— Begin Supplied information —
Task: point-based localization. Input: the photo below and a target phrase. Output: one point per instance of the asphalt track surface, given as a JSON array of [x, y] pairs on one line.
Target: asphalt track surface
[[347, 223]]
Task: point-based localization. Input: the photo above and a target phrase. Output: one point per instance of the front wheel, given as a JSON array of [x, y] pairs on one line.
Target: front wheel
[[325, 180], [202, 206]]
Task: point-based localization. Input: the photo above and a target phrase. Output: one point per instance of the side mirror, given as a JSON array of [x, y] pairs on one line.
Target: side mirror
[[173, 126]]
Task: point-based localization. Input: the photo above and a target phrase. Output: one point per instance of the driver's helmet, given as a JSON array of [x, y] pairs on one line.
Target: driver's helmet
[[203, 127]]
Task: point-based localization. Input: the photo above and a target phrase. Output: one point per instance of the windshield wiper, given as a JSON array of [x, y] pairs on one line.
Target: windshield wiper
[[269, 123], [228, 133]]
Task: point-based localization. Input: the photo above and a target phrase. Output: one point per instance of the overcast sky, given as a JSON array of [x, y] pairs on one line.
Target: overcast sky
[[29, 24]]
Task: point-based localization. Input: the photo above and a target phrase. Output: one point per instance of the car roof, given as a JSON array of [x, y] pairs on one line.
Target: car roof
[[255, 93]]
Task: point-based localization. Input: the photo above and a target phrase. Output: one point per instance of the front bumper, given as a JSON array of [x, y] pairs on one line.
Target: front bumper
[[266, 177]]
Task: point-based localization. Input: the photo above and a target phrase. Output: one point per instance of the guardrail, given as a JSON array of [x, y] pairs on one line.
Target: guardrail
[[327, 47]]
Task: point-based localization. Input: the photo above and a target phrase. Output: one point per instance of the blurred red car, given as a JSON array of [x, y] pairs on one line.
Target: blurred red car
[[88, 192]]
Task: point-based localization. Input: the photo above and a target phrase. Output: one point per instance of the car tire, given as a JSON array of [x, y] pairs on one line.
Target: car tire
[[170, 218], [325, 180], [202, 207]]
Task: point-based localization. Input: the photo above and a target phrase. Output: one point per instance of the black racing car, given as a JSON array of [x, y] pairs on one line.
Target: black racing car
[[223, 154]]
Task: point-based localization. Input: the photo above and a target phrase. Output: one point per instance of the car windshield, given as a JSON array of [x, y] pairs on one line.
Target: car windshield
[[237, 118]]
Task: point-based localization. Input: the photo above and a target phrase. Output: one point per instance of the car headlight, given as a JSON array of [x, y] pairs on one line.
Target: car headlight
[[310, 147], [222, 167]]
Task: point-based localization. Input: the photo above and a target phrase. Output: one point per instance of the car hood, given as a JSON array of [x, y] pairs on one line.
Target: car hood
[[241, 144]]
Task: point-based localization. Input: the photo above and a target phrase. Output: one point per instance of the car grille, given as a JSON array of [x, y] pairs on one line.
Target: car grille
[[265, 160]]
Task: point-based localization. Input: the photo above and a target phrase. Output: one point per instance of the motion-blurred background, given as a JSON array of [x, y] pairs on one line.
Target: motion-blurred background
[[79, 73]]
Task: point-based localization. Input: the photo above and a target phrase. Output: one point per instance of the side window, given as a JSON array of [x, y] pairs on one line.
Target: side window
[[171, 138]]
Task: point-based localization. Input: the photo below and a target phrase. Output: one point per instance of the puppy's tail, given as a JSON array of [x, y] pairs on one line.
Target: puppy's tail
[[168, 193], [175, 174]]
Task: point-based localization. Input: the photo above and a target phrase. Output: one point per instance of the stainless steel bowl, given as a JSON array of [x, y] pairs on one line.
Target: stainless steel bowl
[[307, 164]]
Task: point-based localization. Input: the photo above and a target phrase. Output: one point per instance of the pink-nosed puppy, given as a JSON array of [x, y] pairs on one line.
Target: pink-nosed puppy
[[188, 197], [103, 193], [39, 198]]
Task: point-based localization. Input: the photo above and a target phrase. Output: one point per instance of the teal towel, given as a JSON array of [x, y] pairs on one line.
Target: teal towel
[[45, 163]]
— End Supplied information —
*Exercise aim:*
Convert every entry above into a two-column CSV with the header row "input" and "output". Put each entry's full text under "input" and its answer under "output", with every field in double quotes and line breaks replaced by spaces.

*Answer to the exercise:*
input,output
"Task: point-based localization. Input: the photo below and a target phrase. Output: one point per instance of the asphalt track surface, given as a JSON array of [x, y] pairs on one line. Target: asphalt track surface","[[347, 223]]"
"Task: point-based localization. Input: the photo above and a target phrase. Output: one point per instance of the front wheel, given as a JSON array of [x, y] pairs on one line. Target: front wheel","[[325, 180], [202, 206]]"
"Task: point-based localization. Input: the photo above and a target phrase. Output: one point per instance of the side mirror, given as a JSON array of [x, y] pairs on one line. Target: side mirror","[[173, 126]]"
"Task: point-based localization. Input: the photo above and a target phrase. Output: one point per instance of the driver's helmet, given as a JSON array of [x, y] pairs on one line. Target: driver's helmet","[[203, 127]]"
"Task: point-based localization. Input: the photo above and a target phrase. Output: one point per instance of the windshield wiper, given as a JSON array of [x, y] pairs on one line. Target: windshield wiper","[[269, 123], [228, 133]]"
"Task: point-based localization. Input: the photo above and a target phrase. Output: one point per instance of the overcast sky, given as a JSON array of [x, y] pairs on one line. Target: overcast sky","[[29, 24]]"
"Task: point-based localization. Input: the photo above and a target phrase. Output: one point per instance of the car roof, given as a JSON array of [x, y] pairs on one line. Target: car roof","[[255, 93]]"
"Task: point-based localization. Input: the photo above and a target phrase. Output: one point per instance of the front bumper, given as a JSON array of [x, y] pairs on one line. Target: front bumper","[[266, 177]]"
"Task: point-based localization. Input: the photo above and a target phrase. Output: one point per instance of the guardrail, given as a JSON array of [x, y] pairs on one line. Target: guardrail","[[327, 47]]"
"Task: point-based localization. Input: the photo above and a target phrase. Output: one point per instance of the blurred red car, given as a JSON array of [x, y] pairs on one line. Target: blurred red car","[[88, 192]]"
"Task: point-based localization. Input: the photo above and a target phrase. Output: one point per instance of the car tire, given as a JSON array of [x, y] pairs on one line. Target: car tire","[[170, 218], [325, 180], [202, 207]]"
"Task: point-based localization. Input: the photo above and a target phrase. Output: one point per instance of the black racing car, given as a JSON array of [x, y] pairs on one line. Target: black racing car","[[223, 154]]"
"Task: point-based localization. Input: the photo above and a target phrase. Output: one point per instance of the car windshield, given as a JSON array of [x, y] pairs on one line. Target: car windshield","[[237, 118]]"
"Task: point-based localization. Input: the photo above and a target phrase. Output: one point per instance of the car headlight, given as a JSON array of [x, y] pairs on one line. Target: car headlight","[[310, 147], [222, 167]]"
"Task: point-based localization. Input: the photo above and a target phrase. Output: one point per instance of the car hood, given as a JSON array of [x, y] pairs on one line. Target: car hood","[[241, 144]]"
"Task: point-based localization. Input: the photo above and a target phrase. Output: one point per instance of the car grille, given as a JSON array of [x, y] pairs on one line. Target: car grille","[[265, 160]]"
"Task: point-based localization. Input: the photo above and a target phrase. Output: one point per instance of the motion-blurred background, given as a JSON array of [x, y] pairs on one line. Target: motion-blurred background","[[79, 73]]"
"Task: point-based localization. Input: the photo above and a target phrase. Output: one point per instance of the side window, given as a JSON array of [x, y] pairs on one line. Target: side window","[[171, 138]]"
"Task: point-based localization. Input: the photo below and a target phrase. Output: one point per instance of the puppy's tail, given as a JSON array of [x, y] pairs on one line. Target: puppy's tail","[[168, 193], [175, 174]]"
"Task: point-based localization. Input: the photo above and a target phrase. Output: one point per instance of the stainless steel bowl, given as a JSON array of [x, y] pairs on one line. Target: stainless steel bowl","[[307, 164]]"
"Task: point-based localization. Input: the photo above and a target phrase. Output: one point per instance of the pink-nosed puppy, given as a JSON array of [x, y] pairs on one line. Target: pink-nosed puppy","[[188, 197], [103, 193], [39, 198]]"
"Task: point-based localization. Input: the photo above and a target phrase. Output: one point per instance of the teal towel, given as a JSON array of [x, y] pairs on one line. Target: teal towel","[[45, 163]]"